From the first line to the last, return the material exactly.
··· DATA SECTION
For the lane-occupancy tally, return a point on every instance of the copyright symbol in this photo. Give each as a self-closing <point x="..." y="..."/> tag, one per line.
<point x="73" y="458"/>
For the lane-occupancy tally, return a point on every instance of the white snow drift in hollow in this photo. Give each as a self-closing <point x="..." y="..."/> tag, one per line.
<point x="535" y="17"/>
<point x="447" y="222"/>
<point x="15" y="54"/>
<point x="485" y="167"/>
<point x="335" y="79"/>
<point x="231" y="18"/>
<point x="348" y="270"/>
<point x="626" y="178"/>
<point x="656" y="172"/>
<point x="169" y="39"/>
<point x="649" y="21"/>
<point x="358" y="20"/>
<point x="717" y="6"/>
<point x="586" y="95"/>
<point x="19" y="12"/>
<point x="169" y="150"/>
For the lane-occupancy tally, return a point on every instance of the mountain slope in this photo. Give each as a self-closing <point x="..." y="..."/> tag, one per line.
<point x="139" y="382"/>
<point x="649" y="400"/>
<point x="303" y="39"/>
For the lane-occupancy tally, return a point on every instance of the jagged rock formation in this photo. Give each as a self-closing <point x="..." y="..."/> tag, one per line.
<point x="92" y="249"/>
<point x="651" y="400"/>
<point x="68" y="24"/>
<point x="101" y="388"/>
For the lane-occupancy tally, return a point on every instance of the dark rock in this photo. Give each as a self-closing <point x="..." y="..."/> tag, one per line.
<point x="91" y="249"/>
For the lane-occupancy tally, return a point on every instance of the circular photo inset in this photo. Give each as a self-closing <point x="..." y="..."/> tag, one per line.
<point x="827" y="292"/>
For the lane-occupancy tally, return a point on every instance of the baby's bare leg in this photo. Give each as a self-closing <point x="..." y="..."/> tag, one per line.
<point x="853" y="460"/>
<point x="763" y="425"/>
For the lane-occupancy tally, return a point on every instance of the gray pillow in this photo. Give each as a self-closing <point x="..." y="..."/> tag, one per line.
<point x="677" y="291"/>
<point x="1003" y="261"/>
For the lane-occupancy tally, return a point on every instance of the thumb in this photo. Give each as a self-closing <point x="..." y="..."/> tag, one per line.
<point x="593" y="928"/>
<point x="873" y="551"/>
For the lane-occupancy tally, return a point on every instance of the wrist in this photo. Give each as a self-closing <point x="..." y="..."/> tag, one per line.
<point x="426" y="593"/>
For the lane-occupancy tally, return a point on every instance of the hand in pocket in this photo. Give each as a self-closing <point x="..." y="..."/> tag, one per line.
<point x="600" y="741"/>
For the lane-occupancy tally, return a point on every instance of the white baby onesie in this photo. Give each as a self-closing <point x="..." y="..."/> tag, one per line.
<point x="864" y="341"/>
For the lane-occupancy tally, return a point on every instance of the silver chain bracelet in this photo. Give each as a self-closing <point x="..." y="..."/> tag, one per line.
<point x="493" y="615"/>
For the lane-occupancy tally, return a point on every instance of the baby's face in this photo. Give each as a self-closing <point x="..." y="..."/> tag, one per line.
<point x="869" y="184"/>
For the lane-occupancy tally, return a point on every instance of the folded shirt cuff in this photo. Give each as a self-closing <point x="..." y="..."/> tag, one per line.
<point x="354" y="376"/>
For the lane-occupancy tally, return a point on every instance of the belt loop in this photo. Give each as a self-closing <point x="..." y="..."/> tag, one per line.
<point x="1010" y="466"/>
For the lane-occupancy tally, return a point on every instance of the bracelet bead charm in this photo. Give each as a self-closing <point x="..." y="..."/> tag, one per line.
······
● RESPONSE TO THIS EXERCISE
For the lane-occupancy tally, return a point on every instance of the copyright symbol in this photo. Give each as a self-closing <point x="..." y="..."/> tag, one per line.
<point x="73" y="458"/>
For the lane-occupancy tally, return a point on every instance of the white snow drift in hollow in this photo. Give each as a self-closing <point x="..." y="..."/> tag, one per line.
<point x="535" y="17"/>
<point x="447" y="222"/>
<point x="15" y="54"/>
<point x="485" y="167"/>
<point x="335" y="79"/>
<point x="231" y="18"/>
<point x="348" y="270"/>
<point x="626" y="178"/>
<point x="656" y="172"/>
<point x="169" y="39"/>
<point x="649" y="21"/>
<point x="358" y="20"/>
<point x="717" y="6"/>
<point x="586" y="95"/>
<point x="19" y="12"/>
<point x="169" y="150"/>
For the lane-occupancy tally, return a point on every instance of the mountain slope in this photo. Give each as a self-closing <point x="..." y="..."/> tag, one per line.
<point x="139" y="382"/>
<point x="649" y="400"/>
<point x="303" y="39"/>
For the lane-occupancy tally, return a point on every instance of the jagged rock formation in this photo. Give each as a self-closing <point x="..." y="..."/> tag, one per line.
<point x="92" y="249"/>
<point x="651" y="400"/>
<point x="68" y="24"/>
<point x="101" y="388"/>
For the lane-occupancy tally, return a point on every instance of the dark rock in this photo. Give each as a self-closing <point x="..." y="..."/> tag, one per line.
<point x="91" y="249"/>
For the lane-occupancy tally, return a point on every instance of the circular photo inset in this photo. Give each as a self-closing <point x="..." y="..."/> tag, one per line.
<point x="827" y="292"/>
For the lane-occupancy tally, return a point on every instance of the baby's bare leg in this photo. Give each as a self-closing <point x="..." y="..."/> tag, one per line.
<point x="853" y="460"/>
<point x="763" y="425"/>
For the lane-occupancy tally, return a point on every instance of the gray pillow in this photo. Give each as a self-closing <point x="..." y="..."/> tag, one per line.
<point x="677" y="291"/>
<point x="1003" y="261"/>
For the lane-occupancy tally, return a point on every instance of the thumb in this photo. Give each as a self-closing <point x="..." y="..."/> tag, one per line.
<point x="593" y="928"/>
<point x="873" y="551"/>
For the lane-occupancy tally, return a point on every instance of the wrist in this photo. Give each as a self-closing <point x="..." y="..."/> tag, one per line.
<point x="426" y="593"/>
For the lane-occupancy tally, return a point on every instance of the hand in pocket in this photo. Give each as a self-closing <point x="..." y="..."/> tag, one per line.
<point x="600" y="741"/>
For the lane-occupancy tally, return a point on every instance of the white baby onesie in this photo. Give each as a self-closing <point x="..." y="..."/> tag, one per line.
<point x="864" y="341"/>
For the lane-occupancy tally, return a point on every instance of the silver chain bracelet in this photo. Give each as a self-closing <point x="..." y="..."/> tag, one per line.
<point x="493" y="615"/>
For the lane-occupancy tally, return a point on every instance of the baby's face in this photo. Give each as a self-closing <point x="..." y="..."/> tag, one per line.
<point x="869" y="184"/>
For the lane-occupancy tally, return a point on every instance of the folded shirt cuff in this photo. Give each as a self-closing <point x="..." y="..."/> tag, one per line.
<point x="354" y="376"/>
For the lane-occupancy tally, return a point on every instance of the belt loop in this photo. Give each as a self-closing <point x="..." y="..."/> tag, one per line.
<point x="1010" y="466"/>
For the lane-occupancy tally, return a point on every instance of the bracelet bead charm in this photo. Give each as a self-closing <point x="..." y="..."/> tag, one per line.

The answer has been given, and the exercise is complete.